--- Text segment ---
Asian shares eased from record highs on Friday as investors took some money off the table after a recent rally that was driven by hopes a massive US economic stimulus plan by incoming President Joe Biden will help temper the COVID-19 impact.

"The markets had such a strong run yesterday after the presidential inauguration in the US and the run-up to that, that the lead coming in from the US is a bit messy," said Shane Oliver, chief economist at investment manager AMP Capitalin Sydney.

Australia's benchmark index was down 0.2% while Japan's Nikkei eased 0.4%.

Chinese shares started on the backfoot with the blue-chip CSI300 index down 0.1% and Hong Kong's Hang Seng was off 0.1%.

Overnight on Wall Street, both the S&P 500 and Nasdaq Composite closed at record highs.

MSCI's broadest gauge of Asia Pacific stocks outside of Japan was off 0.2% at 722.49 points, a whisker away from its all-time high of 727.31 touched on Thursday.

The index has jumped 3.7% so far this week, reflecting relief over an orderly transition of power in the United States and strong expectations that US stimulus will provide continued support for global assets.

Democrats took control of the US Senate on Wednesday, though they will still need Republican support to pass the program.

In currency markets, the U.S. dollar picked up against a basket of currencies after three straight days of losses. It is down 0.7% so far this week.

Against the Japanese yen, the dollar has slipped 0.25% sofar this week.

The commodity-sensitive Australian dollar is up 0.6% this week while the euro has climbed 0.7% in the period.

--- Information ---
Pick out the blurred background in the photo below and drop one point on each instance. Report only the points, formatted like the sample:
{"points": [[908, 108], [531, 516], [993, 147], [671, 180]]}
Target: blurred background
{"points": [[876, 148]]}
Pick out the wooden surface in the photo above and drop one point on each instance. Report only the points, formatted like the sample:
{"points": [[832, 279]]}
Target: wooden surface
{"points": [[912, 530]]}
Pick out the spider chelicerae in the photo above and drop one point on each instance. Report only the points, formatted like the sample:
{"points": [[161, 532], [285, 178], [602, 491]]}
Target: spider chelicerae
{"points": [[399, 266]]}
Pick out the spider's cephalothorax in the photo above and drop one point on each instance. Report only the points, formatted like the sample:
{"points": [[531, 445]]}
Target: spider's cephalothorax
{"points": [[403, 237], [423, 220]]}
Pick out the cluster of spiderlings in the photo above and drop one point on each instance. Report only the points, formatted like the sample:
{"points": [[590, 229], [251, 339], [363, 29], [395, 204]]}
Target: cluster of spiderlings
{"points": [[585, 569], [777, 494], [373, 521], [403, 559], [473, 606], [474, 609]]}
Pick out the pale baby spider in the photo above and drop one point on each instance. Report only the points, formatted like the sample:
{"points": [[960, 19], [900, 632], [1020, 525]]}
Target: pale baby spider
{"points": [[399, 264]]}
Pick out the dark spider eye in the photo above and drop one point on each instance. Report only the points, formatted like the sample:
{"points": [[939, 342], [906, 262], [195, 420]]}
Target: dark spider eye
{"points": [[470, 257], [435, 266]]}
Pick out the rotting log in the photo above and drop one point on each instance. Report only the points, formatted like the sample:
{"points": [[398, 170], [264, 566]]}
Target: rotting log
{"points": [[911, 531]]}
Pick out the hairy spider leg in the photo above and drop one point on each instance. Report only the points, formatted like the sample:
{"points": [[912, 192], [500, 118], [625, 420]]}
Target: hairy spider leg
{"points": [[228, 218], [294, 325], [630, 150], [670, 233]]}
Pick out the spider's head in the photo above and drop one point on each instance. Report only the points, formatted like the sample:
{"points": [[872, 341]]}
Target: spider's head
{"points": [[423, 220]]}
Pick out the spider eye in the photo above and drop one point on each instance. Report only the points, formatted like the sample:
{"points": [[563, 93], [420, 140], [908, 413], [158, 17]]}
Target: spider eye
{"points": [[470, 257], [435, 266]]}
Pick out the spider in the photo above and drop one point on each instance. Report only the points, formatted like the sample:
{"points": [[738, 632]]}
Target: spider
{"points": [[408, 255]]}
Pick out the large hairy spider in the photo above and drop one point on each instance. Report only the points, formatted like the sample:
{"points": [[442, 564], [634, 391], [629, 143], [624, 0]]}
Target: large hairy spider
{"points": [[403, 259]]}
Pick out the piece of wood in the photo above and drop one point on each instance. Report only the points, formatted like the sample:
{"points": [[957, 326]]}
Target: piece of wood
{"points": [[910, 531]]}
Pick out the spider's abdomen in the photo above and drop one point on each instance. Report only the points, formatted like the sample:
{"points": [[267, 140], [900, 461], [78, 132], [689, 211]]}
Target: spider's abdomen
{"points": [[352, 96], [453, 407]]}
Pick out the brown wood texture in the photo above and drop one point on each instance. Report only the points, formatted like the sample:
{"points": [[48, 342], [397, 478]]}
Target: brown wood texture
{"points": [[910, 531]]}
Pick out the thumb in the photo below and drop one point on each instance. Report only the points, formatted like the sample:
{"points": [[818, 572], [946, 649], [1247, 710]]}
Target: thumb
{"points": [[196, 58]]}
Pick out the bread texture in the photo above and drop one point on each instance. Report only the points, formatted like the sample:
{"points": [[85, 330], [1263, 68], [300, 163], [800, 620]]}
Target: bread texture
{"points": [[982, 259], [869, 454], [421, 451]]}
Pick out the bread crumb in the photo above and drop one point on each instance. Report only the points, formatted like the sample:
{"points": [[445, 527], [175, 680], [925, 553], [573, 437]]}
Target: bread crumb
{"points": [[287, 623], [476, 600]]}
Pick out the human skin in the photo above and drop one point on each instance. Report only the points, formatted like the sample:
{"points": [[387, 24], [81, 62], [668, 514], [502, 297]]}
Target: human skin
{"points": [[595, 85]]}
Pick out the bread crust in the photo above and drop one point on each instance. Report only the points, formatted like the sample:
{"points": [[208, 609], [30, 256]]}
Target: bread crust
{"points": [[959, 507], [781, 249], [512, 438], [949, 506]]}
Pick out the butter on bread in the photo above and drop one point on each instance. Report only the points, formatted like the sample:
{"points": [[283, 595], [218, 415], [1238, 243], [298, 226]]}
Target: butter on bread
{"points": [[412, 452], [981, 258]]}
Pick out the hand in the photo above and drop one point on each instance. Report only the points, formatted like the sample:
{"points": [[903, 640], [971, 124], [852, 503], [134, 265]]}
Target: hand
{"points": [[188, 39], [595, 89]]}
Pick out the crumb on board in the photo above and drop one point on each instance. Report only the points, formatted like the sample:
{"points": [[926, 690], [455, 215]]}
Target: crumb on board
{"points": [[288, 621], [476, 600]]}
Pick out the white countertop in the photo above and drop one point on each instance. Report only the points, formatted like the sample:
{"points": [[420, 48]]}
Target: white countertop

--- Directions ---
• A. Repeat the part of the market report starting at "Chinese shares started" and ending at "at record highs.".
• B. According to the market report, how much had MSCI's broadest gauge of Asia Pacific stocks outside of Japan jumped so far this week?

--- Task answers ---
• A.
Chinese shares started on the backfoot with the blue-chip CSI300 index down 0.1% and Hong Kong's Hang Seng was off 0.1%.

Overnight on Wall Street, both the S&P 500 and Nasdaq Composite closed at record highs.

• B. 3.7%